Reading text
■ ■ ■

Wanted to jump in on that - I'm sooo tired of feeling sick and tired - Yea the fog thing gets to me.. I work alot and have a very busy life - so it's gets so frustrating when I feel like I'm out of it .. It's so hard to express how I feel when I start to think about it all - I'm 28yrs old - been sick for about a year and I'm just so scared about it all- I have not really talked about it with close friends or family- I don't want anyone to worry about me so I kinda keep it to myself - Sometimes I just want to scream from the rooftops ahhh - This sucks.. Well thanks for letting me vent.
09-20-2007, 08:55 PM
I have lived with Lupus since 1985. So, in all of those years, I have learned how important it is to listen to my body, to just stop and get some rest (because the alternative costs me too dearly!). I have learned how much I can take and how much I can do. I try very hard not to push myself (even when I feel great and filled with energy), I don't always do well at this..but I try.
I know that, in order to control my lupus, I must get recuperative rest; I must eat healthy; I must avoid the sun; I must take my medications, I must exercise daily; I must listen to my body and learn what my symptoms might mean.
You will also learn how to manage yourself and your Lupus so that you can maintain some form of normalcy. You are going to be fatigued, that is part of the disease. So, you need to rest...you MUST rest. It is imperative that you rest! Everyone will have to just understand that!
It might be helpful for you to educate your husband about Lupus. There are several books that he can read (or he can come here and read some of the posts). In that way, he will understand what you are dealing with and perhaps that will make it easier for him to give you more support.
Remember, we are always here for you and will help you as much as we can for as long as you need it. You are not alone!
Peace and Blessings
09-21-2007, 08:22 AM
Thanks for the info, funny how the simplest solution can sometimes be the best solution. I'll try to pay more attention to myself and how I feel. I do eat healthier, now I try to exercise a little every day (as all you recommended). The resting part is the hard part, and taking meds is so hard for me to remember daily. Its why my doc gives me an inflammitory shot every 3 months. Thanks again for your support, my hubby I decided will come around on his own time I'm sure. Men handle things differently, thats all. Feeling a little better today, I'll take what I can get.
09-21-2007, 08:25 AM
Sorry, forgot- vw, scream from your roof top and I'll scream from mine. Maybe we'll hear each other, ha-ha. :lol:
I guess this place is my rooftop- I have not talked about this with my boyfriend or family - just not something I want to talk about I guess... I'm like you - busy all the time - never give myself a rest and yes don't take the meds - This is only 3mths new to me - so I'm still in the denial phase.... Thanks for listening everyone ! :)
09-21-2007, 03:52 PM
Completely understand, told everyone of FMS but not the lupus (or early lupus as doc calls it). Its to much to take all at once. This is my roof top to I suppose, I had my scream Thanks for venting with me.

■ ■ ■

Recorded data

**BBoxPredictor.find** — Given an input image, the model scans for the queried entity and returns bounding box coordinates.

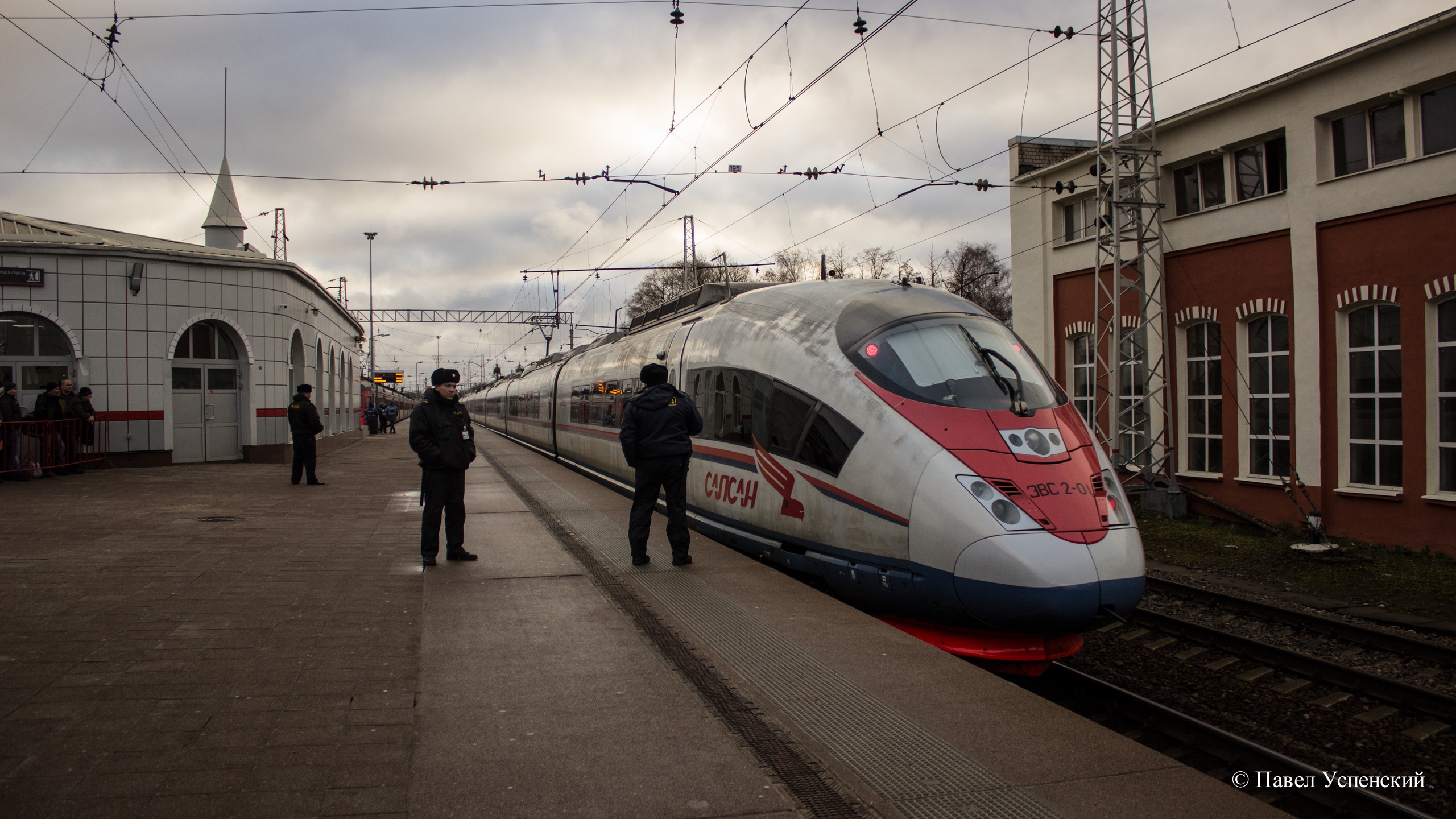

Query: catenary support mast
[1092,0,1173,479]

■ ■ ■

What you need to do
Reproduce the lupus forum text starting at "You will also" and ending at "are not alone!", switching "husband" to "partner".

Written answer
You will also learn how to manage yourself and your Lupus so that you can maintain some form of normalcy. You are going to be fatigued, that is part of the disease. So, you need to rest...you MUST rest. It is imperative that you rest! Everyone will have to just understand that!
It might be helpful for you to educate your partner about Lupus. There are several books that he can read (or he can come here and read some of the posts). In that way, he will understand what you are dealing with and perhaps that will make it easier for him to give you more support.
Remember, we are always here for you and will help you as much as we can for as long as you need it. You are not alone!